━━━━━ TEXTE À LIRE ━━━━━
À la Conférence de Paris sur le climat, qui a lieu jusqu'au 11 décembre, l'élevage bovin et ses émissions de méthane sont sur le banc des accusés. L'Europe et ses producteurs passent à l'offensive.
CELA N'ARRÊTE PAS DEPUIS PLUS D'UN MOIS, soupirait un éleveur qui écoute quotidiennement la radio, à l'approche de la Conférence sur le changement climatique dite COP21. Moins consommer de viande et de lait fait partie des solutions avancées pour lutter contre le réchauffement climatique. » Avec, selon les calculs, 8 à 12,6 % des émissions nationales de gaz à effet de serre (9,4 % au niveau mondial), l'élevage bovin et son méthane entérique sont en ligne de mire. De quoi décourager les éleveurs qui investissent pour lutter contre les nitrates, font des efforts pour baisser les produits phytosanitaires (p. 21), etc. Beaucoup se demandent si le sommet mondial, qui s'achève le 11 décembre, aura des conséquences sur leur quotidien. S'il en a, elles devraient plutôt être positives pour l'agriculture. C'est du moins l'espoir que fondent les organisations agricoles françaises et européennes et les pays membres de l'Union européenne. Le secteur agricole veut être considéré comme une solution à la lutte contre le réchauffement climatique.
TROIS ATOUTS DANS SA MANCHE
Si l'agriculture émet du méthane, du protoxyde d'azote et du dioxyde de carbone, elle stocke aussi du carbone, en particulier dans les prairies, ce qui n'est pas reconnu aujourd'hui dans le calcul de ses émissions. Celles affichées sont donc brutes, sans déduction du carbone.« Il serait souhaitable que l'accord prévoit des principes communs de comptabilisation des émissions et des absorptions de l'agriculture », indique Nathalie Guesdon, la chef du bureau changement climatique et biodiversité au ministère de l'Agriculture. Avec l'Europe, c'est ce que la France défend à la COP21.
L'autre reconnaissance visée, et qui est soutenue par la grande majorité des pays et les organisations agricoles, concerne la sécurité alimentaire. « Au-delà de l'enjeu climatique, l'agriculture porte l'enjeu de la sécurité alimentaire mondiale », confirme-t-elle. Et si la contribution de l'agriculture à la production d'énergies renouvelables est reconnue, ce sommet sera un franc succès.
Pour l'élevage bovin, cette contribution concerne en premier lieu la méthanisation. La France n'a pas attendu la conférence climat pour la mettre en avant. On se souvient de l'objectif des mille méthaniseurs à la ferme, avancé par Stéphane Le Foll en 2013. Le développement de la méthanisation vient d'être réaffirmé dans la loi de transition énergétique publiée le 17 août.
━━━━━ ENTRÉES DE DONNÉES ━━━━━
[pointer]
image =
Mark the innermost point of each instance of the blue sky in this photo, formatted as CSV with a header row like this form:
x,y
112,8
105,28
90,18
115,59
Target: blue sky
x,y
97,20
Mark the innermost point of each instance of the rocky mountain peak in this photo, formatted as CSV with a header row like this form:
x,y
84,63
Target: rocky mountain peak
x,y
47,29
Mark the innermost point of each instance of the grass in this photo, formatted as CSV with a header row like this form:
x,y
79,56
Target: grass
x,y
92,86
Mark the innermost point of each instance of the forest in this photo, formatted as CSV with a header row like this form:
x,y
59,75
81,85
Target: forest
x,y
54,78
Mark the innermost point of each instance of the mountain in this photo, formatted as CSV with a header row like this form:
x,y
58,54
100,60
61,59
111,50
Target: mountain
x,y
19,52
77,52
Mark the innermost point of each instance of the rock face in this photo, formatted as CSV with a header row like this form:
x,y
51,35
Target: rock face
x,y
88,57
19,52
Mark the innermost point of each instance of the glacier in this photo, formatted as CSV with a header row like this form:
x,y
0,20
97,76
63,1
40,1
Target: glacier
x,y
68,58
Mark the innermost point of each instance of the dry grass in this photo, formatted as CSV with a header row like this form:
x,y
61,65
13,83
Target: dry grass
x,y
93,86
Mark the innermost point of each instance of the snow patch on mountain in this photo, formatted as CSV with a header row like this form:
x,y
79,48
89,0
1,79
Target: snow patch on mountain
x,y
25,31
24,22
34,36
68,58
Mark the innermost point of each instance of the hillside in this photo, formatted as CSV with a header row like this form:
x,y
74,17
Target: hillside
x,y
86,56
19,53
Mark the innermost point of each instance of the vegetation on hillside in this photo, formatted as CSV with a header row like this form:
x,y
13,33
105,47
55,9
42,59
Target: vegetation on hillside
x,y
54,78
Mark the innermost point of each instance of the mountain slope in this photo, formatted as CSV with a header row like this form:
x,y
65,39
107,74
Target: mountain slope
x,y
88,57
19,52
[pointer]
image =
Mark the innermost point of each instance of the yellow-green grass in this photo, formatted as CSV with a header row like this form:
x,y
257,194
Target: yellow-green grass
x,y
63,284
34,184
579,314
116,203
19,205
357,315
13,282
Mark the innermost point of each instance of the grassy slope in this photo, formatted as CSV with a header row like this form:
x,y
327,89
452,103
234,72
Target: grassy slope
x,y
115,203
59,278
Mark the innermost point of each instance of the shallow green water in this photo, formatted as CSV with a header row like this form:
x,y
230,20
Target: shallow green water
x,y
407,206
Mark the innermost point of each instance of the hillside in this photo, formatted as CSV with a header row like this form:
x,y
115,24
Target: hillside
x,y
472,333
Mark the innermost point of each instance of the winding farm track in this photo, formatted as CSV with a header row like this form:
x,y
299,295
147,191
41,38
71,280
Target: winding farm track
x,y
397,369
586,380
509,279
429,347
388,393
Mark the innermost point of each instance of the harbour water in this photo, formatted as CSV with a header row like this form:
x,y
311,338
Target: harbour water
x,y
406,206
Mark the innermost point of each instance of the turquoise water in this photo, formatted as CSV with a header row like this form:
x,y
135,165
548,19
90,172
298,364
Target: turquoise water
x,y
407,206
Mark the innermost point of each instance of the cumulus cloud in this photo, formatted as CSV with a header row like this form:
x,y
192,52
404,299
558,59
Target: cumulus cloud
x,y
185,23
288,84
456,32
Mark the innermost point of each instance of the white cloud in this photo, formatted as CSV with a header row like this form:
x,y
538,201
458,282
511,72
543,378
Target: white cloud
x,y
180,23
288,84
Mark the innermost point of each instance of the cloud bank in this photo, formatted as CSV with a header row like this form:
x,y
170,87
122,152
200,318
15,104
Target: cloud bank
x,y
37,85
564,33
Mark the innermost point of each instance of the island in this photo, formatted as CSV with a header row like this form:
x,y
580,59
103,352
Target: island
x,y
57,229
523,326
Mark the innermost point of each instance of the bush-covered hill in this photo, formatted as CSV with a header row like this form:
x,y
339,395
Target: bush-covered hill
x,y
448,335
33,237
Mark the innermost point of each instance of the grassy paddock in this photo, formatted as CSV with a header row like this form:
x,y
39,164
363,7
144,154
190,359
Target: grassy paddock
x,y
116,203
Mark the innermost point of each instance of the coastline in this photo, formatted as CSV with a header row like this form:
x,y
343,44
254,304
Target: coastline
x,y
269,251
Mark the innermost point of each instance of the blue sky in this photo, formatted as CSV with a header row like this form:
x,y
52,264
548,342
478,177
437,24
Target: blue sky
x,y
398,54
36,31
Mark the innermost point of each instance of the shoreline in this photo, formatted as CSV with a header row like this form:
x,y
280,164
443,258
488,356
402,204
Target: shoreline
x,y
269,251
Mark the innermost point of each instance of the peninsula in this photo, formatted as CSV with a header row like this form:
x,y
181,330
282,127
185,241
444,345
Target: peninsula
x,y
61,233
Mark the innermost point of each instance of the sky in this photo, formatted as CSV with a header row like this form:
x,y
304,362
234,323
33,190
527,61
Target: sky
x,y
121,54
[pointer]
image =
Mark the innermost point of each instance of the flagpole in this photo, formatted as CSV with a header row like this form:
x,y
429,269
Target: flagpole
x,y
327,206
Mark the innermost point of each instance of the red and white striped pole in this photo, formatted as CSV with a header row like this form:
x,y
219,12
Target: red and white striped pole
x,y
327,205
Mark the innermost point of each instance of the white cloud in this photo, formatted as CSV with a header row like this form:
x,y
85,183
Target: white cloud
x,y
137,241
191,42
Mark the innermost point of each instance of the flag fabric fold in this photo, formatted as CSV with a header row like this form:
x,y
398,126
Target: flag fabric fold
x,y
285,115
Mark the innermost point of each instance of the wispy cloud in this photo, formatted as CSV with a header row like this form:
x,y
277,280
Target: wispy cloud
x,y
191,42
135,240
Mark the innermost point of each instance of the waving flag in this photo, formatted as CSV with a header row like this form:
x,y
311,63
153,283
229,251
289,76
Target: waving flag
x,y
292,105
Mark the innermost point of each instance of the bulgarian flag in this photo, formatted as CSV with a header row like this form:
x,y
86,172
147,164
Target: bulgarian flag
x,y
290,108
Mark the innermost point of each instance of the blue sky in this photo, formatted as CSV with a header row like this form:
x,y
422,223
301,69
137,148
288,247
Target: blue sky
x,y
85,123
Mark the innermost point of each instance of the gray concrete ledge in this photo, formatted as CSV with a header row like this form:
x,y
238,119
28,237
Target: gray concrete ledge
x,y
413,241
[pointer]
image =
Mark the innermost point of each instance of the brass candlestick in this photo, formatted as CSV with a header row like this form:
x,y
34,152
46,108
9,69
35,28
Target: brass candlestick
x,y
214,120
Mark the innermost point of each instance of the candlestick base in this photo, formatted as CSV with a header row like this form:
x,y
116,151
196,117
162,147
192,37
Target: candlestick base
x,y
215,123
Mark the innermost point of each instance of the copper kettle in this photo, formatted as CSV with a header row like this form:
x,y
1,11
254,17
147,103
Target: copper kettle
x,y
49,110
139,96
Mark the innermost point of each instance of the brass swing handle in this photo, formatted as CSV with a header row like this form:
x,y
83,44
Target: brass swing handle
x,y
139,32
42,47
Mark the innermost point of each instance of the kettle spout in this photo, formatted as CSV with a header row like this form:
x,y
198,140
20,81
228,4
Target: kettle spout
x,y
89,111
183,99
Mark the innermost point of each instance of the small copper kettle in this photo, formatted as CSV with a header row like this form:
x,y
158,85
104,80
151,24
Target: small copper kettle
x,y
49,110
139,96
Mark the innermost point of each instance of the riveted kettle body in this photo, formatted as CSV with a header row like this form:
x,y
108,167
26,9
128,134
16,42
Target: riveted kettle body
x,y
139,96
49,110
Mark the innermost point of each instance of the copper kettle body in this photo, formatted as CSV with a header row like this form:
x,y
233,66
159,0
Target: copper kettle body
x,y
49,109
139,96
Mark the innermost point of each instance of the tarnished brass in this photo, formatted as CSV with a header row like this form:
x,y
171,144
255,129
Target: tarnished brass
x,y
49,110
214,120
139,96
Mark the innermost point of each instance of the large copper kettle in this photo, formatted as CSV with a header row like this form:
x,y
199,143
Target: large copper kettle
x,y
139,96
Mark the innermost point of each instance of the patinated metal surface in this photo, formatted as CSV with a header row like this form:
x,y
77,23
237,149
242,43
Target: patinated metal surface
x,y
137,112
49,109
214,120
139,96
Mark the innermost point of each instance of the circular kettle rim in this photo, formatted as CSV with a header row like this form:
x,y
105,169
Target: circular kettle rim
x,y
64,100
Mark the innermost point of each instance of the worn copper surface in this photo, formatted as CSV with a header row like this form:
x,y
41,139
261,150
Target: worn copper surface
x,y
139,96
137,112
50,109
━━━━━
◆ OBJECTIF DU TRAVAIL: Selon le texte sur l'agriculture à la COP21, pourquoi les émissions affichées pour l'agriculture sont-elles brutes ? Répondez en une à trois phrases. Ces enregistrements n'ont aucun rapport avec le texte.

◆ EXERCICE CORRIGÉ: L'agriculture stocke aussi du carbone, en particulier dans les prairies, mais ce stockage n'est pas reconnu aujourd'hui dans le calcul de ses émissions. Les chiffres affichés ne déduisent donc pas ce carbone.